▶ PASSAGE
· · · · ·

A VPN Hides Your Location by Hiding Your IP

Every device on the Internet has an IP address that everything you do online is associated with. Think of it as your computer's license. Using a VPN masks your IP address so any and all of your online activity is completely private.

As a Switzerland-based VPN company, we do not keep records of what IP addresses you connect to, nor what IP you were assigned while using our VPN service. Your online privacy is paramount, and your IP address is the easiest way to pry open your secrets online.

Helps You Unlock Content

Depending on your geographic location, it's not always possible to securely access all your online content. PrivadoVPN unlocks blocked web pages by making it appear that you're connecting from a location censored content is available. A VPN provides you the security necessary to safely access data anywhere in the world.

A Virtual Private Network Keeps Your Data Safe on Public WiFi

There are countless ways for people to snoop on or steal your private communications and information when you connect to public WiFi hotspots. A VPN will encrypt your hotspot connection and block any would-be thieves. There are so many ways that encryption through a VPN can foil Internet spies and hackers.

VPNs Protect Your Privacy from Hackers and Unwanted Intruders

Without a VPN, your privacy is most vulnerable while it's in transit. PrivadoVPN blocks black hat hackers, governments, corporations, and even your ISP from accessing those transmissions. Don't give up a single bit of your data without permission. Always use a VPN.

How a VPN Works

What is a VPN capable of doing? A VPN functions as a combination of bridge and firewall between you and the Internet.
It can protect your privacy and security while you're connected to the service in several ways.

· · · · ·

▶ TASKS FOR THIS EXERCISE
a - In the VPN passage, where is the company based?
b - Please continue the VPN passage from the point where it stops.

▶ SUPPLIED MATERIAL
· · · · ·

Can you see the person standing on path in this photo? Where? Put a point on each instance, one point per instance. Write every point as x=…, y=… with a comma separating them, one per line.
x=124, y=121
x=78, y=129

· · · · ·

▶ THE REPLIES
a - Switzerland.

b -
Choosing a Server

With a VPN, you have the unique ability to pick which server you connect to. Using PrivadoVPN as an example, we have a server network of more than servers in Countries around the world. You can connect to a server in any city where we have one located, and your IP address will make it seem as if you are physically there.

Of course, a VPN server also has an IP address. Taking the time to connect to a VPN server increases your privacy by masking that information so nobody else can easily identify you on the Internet.

Strong Encryption

Beyond hiding your IP address, a VPN also uses encryption to keep your connection secure. VPN encryption uses computer algorithms to scramble your data before it leaves your computer. It can then be unscrambled when it reaches the destination so that anybody who is snooping on your Internet connection won't be able to use any data they collect.

In fact, a VPN can even prevent them from getting to your data at all with encryption tunnels. VPN protocols usually have rules that help to establish secure tunnels between computers, which will encrypt the transfer itself, making it nearly impossible to anybody to watch what you're doing online.

Cyber Attack Protection

The Internet has become a more dangerous place lately, and your privacy isn't the only thing at risk. Your VPN provider can actually be an important bulwark against many of the most common cyber attacks.

For example, a Distributed Denial of Service (DDoS) attack aims to shut down your server by making countless little requests. They are small, but if too many come in at once, it can force a computer to freeze or a server to crash. This can be done to your video game console as easily as a website if you're not using a VPN.

By connecting to your VPN, you have the security of knowing that their equipment will take the brunt of the attack. VPN servers are some of the most robust computers on the Internet, and frequently they have the power to withstand these kinds of threats.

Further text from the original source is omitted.